* **Set exercise**
Swap "count sheet" for "tally sheet" in the data from the line with "of the person" up to and including the line with "[(385, 242)]". Return only those lines, with everything else unchanged.

* **Data supplied**
-- start --

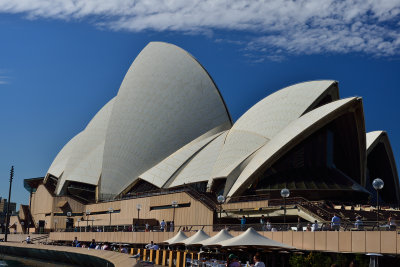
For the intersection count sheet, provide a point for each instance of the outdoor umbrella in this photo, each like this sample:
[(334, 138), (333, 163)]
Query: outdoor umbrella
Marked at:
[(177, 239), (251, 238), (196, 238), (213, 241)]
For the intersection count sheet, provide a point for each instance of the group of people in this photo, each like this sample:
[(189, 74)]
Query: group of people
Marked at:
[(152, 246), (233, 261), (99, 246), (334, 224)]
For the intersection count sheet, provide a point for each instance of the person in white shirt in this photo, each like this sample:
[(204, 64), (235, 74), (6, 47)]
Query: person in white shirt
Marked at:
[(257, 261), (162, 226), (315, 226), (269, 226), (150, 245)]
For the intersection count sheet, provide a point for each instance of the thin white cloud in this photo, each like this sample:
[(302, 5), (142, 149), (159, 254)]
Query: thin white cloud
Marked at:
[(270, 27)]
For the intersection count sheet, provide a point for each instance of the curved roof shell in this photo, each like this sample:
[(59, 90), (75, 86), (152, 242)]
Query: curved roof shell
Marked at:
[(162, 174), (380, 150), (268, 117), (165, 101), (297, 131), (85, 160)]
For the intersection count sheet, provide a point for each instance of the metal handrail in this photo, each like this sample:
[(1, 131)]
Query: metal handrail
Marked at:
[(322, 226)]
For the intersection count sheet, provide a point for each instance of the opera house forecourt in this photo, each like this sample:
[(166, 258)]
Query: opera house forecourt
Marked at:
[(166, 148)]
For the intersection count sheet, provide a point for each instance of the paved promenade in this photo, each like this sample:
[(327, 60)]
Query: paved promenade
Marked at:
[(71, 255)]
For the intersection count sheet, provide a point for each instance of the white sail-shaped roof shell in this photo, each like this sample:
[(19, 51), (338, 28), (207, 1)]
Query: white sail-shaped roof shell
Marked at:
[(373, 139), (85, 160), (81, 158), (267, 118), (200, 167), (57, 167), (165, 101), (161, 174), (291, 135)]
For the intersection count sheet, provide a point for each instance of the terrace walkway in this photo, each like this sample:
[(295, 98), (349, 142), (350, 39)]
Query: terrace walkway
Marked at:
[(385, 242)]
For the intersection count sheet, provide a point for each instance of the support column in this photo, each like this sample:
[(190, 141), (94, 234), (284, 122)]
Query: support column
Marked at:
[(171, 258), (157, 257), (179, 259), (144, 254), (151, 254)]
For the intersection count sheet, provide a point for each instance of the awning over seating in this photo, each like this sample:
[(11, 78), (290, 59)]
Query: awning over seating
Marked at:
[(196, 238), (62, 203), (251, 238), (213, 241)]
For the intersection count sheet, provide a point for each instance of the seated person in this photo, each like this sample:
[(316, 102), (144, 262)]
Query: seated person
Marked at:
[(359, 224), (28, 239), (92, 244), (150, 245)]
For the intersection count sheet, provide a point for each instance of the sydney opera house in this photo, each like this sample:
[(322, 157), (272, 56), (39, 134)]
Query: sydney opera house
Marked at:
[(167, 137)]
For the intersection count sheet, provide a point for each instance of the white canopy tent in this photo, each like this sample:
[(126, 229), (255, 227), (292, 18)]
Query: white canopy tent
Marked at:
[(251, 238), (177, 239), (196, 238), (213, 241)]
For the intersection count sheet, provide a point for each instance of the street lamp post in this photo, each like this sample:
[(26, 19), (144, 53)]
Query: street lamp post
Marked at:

-- end --
-- start --

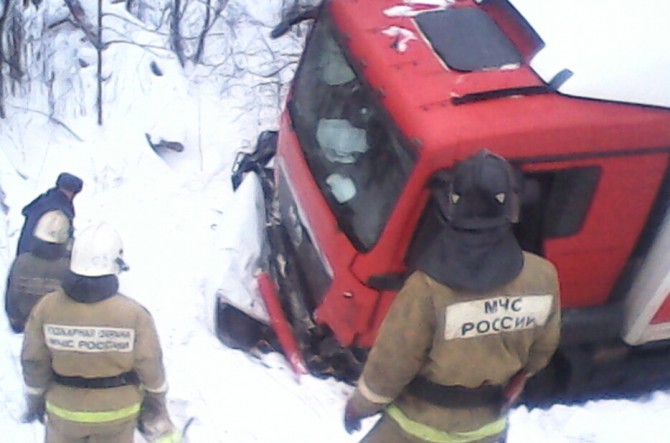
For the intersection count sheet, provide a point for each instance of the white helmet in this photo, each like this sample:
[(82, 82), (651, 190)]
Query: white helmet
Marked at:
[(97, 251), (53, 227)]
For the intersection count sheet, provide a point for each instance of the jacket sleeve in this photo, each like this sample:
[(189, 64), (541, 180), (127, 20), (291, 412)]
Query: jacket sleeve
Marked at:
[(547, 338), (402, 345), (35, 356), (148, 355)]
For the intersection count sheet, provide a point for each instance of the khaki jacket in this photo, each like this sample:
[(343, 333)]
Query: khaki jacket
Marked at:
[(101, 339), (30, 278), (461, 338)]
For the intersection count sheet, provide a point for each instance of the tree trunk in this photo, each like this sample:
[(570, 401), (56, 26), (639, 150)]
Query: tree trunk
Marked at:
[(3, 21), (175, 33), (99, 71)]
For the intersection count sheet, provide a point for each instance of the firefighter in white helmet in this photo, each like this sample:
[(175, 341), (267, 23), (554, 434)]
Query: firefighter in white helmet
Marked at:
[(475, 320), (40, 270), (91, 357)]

-- end --

* **Result of this exercise**
For the intersection tally sheet, provide a point for each instance of the person in white shirt in this photo, each like this sample:
[(204, 64), (235, 74), (6, 47)]
Query: person in white shirt
Marked at:
[(257, 261), (162, 226), (315, 226), (269, 226), (150, 245)]
For the intersection tally sheet, provide a point for each instance of the thin white cloud in this photo, each like this sample:
[(302, 5), (142, 149), (159, 254)]
Query: thin white cloud
Marked at:
[(270, 27)]
For the intersection tally sheet, provide a point for each instance of the curved roof shell in this photo, each like this sample:
[(59, 90), (75, 86), (152, 242)]
Query: curved roof shell
Marked at:
[(162, 174), (380, 150), (268, 117), (165, 101), (297, 131), (85, 160)]
For the intersection tally sheet, provide a point for each instance of the metal handrail in this photo, each like this sample:
[(1, 131)]
Query: metal handrail
Marked at:
[(322, 226)]
For the intersection tally sheet, provide a point for each instance of the opera house forecourt in this photo, each like this sample:
[(166, 258)]
Query: opera house forecourt
Marked at:
[(166, 148)]
For the intersection tally sheet, provide a point for each instance of the paved promenade in this photo, each like this sample:
[(327, 60)]
Query: paved promenade
Marked at:
[(71, 255)]
For the intersection tally sheet, provide a point for each instance of the white sail-shaped roof shell in this photo, each like this sample:
[(19, 51), (338, 28), (207, 1)]
Query: white sail-shaped roof shell
Marked at:
[(373, 139), (85, 160), (81, 158), (267, 118), (200, 167), (57, 167), (165, 101), (161, 174), (291, 135)]
For the intersection tally sheet, provide a point for each instance of the terrace walkway in this photo, each like this sample:
[(295, 98), (349, 142), (350, 39)]
Query: terrace walkway
Marked at:
[(385, 242)]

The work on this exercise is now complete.